REQUIRED WORK »
Convert all the entries below into a two-column CSV with the headers entry_text and answer, using one row per entry. Put each entry's text and its answer in its own quoted field, replacing line breaks with spaces.

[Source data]
= = =

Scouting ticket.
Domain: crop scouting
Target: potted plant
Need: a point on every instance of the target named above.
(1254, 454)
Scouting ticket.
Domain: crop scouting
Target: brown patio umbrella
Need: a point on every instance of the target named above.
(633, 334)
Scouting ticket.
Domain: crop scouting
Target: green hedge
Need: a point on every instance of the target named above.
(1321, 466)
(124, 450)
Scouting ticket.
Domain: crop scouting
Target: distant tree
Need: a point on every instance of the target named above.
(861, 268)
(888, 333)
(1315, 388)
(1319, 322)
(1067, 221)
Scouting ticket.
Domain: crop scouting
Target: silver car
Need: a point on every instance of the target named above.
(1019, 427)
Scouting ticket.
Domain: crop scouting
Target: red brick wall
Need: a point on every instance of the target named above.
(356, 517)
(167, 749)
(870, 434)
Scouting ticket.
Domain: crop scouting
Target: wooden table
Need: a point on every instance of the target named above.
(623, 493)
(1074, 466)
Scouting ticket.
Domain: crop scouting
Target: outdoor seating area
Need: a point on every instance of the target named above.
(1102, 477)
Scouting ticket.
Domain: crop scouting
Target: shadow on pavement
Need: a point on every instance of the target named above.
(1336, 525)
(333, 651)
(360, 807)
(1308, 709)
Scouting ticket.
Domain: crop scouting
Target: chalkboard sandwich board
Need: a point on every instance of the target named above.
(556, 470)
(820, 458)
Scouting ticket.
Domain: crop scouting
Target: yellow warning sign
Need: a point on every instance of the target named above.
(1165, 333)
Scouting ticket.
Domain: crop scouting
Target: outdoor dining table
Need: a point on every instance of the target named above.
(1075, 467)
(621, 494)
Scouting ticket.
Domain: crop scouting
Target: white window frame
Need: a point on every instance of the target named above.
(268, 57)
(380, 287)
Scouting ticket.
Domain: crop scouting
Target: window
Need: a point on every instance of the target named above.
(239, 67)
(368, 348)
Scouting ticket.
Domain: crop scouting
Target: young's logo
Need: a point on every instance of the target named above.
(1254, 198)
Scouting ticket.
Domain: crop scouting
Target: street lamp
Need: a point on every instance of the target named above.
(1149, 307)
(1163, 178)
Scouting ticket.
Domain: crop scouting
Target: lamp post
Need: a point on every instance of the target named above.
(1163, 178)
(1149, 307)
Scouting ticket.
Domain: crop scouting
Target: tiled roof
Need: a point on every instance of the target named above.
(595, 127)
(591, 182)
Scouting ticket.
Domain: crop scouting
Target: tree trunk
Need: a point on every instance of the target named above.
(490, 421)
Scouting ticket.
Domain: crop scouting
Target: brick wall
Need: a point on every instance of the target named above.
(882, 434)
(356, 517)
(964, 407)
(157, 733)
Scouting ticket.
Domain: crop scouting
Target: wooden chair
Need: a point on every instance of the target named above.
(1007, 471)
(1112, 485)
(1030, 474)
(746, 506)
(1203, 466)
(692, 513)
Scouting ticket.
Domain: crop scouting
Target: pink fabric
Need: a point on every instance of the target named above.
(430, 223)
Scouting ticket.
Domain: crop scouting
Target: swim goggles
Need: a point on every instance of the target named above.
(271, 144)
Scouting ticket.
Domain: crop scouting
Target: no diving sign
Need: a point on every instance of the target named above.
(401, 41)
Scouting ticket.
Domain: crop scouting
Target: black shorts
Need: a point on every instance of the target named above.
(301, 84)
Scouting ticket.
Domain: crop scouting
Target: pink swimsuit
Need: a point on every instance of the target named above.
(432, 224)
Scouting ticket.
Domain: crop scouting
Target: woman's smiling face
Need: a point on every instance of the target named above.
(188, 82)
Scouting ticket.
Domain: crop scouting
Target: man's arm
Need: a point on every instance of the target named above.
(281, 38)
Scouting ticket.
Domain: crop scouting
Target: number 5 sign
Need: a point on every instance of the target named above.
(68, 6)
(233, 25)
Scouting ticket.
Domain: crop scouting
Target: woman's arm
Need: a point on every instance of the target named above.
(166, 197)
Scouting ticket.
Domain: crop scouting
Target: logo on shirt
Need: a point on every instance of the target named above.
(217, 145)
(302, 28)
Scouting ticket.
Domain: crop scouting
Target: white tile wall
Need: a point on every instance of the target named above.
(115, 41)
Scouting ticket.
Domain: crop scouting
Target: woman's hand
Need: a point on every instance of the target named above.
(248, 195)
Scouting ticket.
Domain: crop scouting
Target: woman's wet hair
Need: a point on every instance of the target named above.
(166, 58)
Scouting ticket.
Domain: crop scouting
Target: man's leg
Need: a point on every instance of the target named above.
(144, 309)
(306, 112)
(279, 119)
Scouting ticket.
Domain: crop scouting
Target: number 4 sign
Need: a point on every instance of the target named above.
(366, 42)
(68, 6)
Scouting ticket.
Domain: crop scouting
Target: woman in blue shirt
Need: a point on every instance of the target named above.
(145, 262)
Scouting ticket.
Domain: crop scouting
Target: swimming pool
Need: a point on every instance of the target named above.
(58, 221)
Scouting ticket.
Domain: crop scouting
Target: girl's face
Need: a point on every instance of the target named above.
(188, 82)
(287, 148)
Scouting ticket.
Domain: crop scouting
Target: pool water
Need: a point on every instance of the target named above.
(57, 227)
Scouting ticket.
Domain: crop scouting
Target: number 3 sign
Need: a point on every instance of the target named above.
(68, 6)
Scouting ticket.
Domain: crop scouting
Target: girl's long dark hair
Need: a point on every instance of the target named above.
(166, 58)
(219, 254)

= = =

THE RESULT »
entry_text,answer
"Scouting ticket. Domain: crop scouting Target: potted plant Need: a point on every instance of the target named above.","(1254, 454)"
"Scouting ticket. Domain: crop scouting Target: brown patio umbrella Need: a point on every instance of the target named above.","(633, 334)"
"Scouting ticket. Domain: crop scouting Target: green hedge Need: a point on every instance of the target named above.","(1321, 466) (124, 450)"
"Scouting ticket. Domain: crop scouting Target: distant tree Need: a point on every instance of the target named above.","(861, 268) (888, 333) (1315, 388) (1319, 322) (1067, 221)"
"Scouting ticket. Domain: crop scouting Target: silver car Need: a point on every instance of the target named above.","(1019, 427)"
"Scouting ticket. Domain: crop scouting Target: red brick wall Need: a point on every instance of the target named above.","(356, 517) (167, 749) (870, 434)"
"Scouting ticket. Domain: crop scouting Target: wooden table Need: a point on every instance of the target named above.","(623, 493) (1074, 466)"
"Scouting ticket. Domain: crop scouting Target: outdoor seating area Need: a point on every instance of the target named above.","(1102, 477)"
"Scouting ticket. Domain: crop scouting Target: shadow on pavement Need: a point on every instance of the target named above.","(1336, 525) (333, 651) (360, 807) (1308, 709)"
"Scouting ticket. Domain: crop scouting Target: chalkboard sandwich board Need: a point on every instance of the target named above.","(556, 470) (820, 458)"
"Scouting ticket. Domain: crop scouting Target: yellow warning sign Need: a point on every instance of the target named above.","(1165, 333)"
"Scouting ticket. Domain: crop scouting Target: outdoor dining table Need: a point on every instance of the target named above.","(1075, 467) (621, 494)"
"Scouting ticket. Domain: crop scouting Target: white window frame Need: a point on every instance of the target named above.","(268, 57) (380, 287)"
"Scouting ticket. Domain: crop scouting Target: window Need: a point on every instance of the target named above.","(239, 67) (368, 348)"
"Scouting ticket. Domain: crop scouting Target: young's logo Need: a point on every instance of the target named above.","(1254, 198)"
"Scouting ticket. Domain: crop scouting Target: street lamp Need: a point on every instance of the target named above.","(1149, 307) (1163, 178)"
"Scouting ticket. Domain: crop scouting Target: lamp post Need: a point on every instance of the target named above.","(1163, 178) (1149, 307)"
"Scouting ticket. Domain: crop scouting Target: tiled roof Need: a point on every instance of the target named above.","(595, 127) (591, 182)"
"Scouting ticket. Domain: crop scouting Target: tree trunk Need: a point on every instance of the target named above.","(490, 421)"
"Scouting ticket. Domain: crop scouting Target: brick wall Need: a point on every instance of the target named above.","(882, 434) (356, 517) (964, 407) (157, 733)"
"Scouting ticket. Domain: crop scouting Target: wooden chair Need: a point on every instance of the target named above.","(1007, 471) (1112, 485) (1030, 474) (746, 506) (1203, 466) (692, 513)"
"Scouting ticket. Domain: crop scouting Target: pink fabric Need: a point on every instance of the target named above.","(430, 223)"
"Scouting ticket. Domain: crop scouting Target: swim goggles Need: a point on every instance of the target named above.","(271, 144)"
"Scouting ticket. Domain: crop scouting Target: no diving sign Need: a point on every instance of the target named above.","(401, 41)"
"Scouting ticket. Domain: crop scouting Target: black shorts Need: a point on every instance of the target named above.","(301, 84)"
"Scouting ticket. Domain: crop scouting Target: pink swimsuit Need: a point on every instance of the target named above.","(432, 224)"
"Scouting ticket. Domain: crop scouting Target: woman's smiling face Need: a point on every instance of the target named above.","(188, 82)"
"Scouting ticket. Domain: crop scouting Target: man's arm Need: a point on every instance of the target named above.","(281, 38)"
"Scouting ticket. Domain: crop scouting Target: number 5 sign Need: a point on every instance of the target named above.","(68, 6) (233, 25)"
"Scouting ticket. Domain: crop scouting Target: woman's arm Need: a point on every instance of the target named above.","(166, 197)"
"Scouting ticket. Domain: crop scouting Target: logo on shirt Need: a point on every instance of the target named above.","(217, 145) (302, 28)"
"Scouting ticket. Domain: crop scouting Target: white tile wall Need: a point on every instance of the target named above.","(115, 41)"
"Scouting ticket. Domain: crop scouting Target: woman's hand Need: a point on every instance of the target named above.","(248, 195)"
"Scouting ticket. Domain: crop scouting Target: woman's wet hair Need: a point on every instance of the target named above.","(166, 58)"
"Scouting ticket. Domain: crop scouting Target: man's leg Need: a point on every instance of the target named above.","(144, 309) (306, 112) (279, 119)"
"Scouting ticket. Domain: crop scouting Target: number 4 sign Need: a point on every instance of the target named above.","(366, 42) (68, 6)"
"Scouting ticket. Domain: crop scouting Target: woman in blue shirt Need: a point on every instance of the target named above.","(145, 262)"
"Scouting ticket. Domain: crop scouting Target: swimming pool Need: a point on every instance of the target named above.","(58, 221)"
"Scouting ticket. Domain: crop scouting Target: girl's face Need: a point on every instance of the target named above.","(188, 82) (287, 148)"
"Scouting ticket. Domain: crop scouting Target: pool water Need: a point on every instance of the target named above.","(57, 227)"
"Scouting ticket. Domain: crop scouting Target: number 3 sign Need: a point on every instance of the target named above.","(68, 6)"
"Scouting ticket. Domain: crop scouting Target: girl's long dark hair Need: a point on every instance of the target named above.","(166, 58) (219, 254)"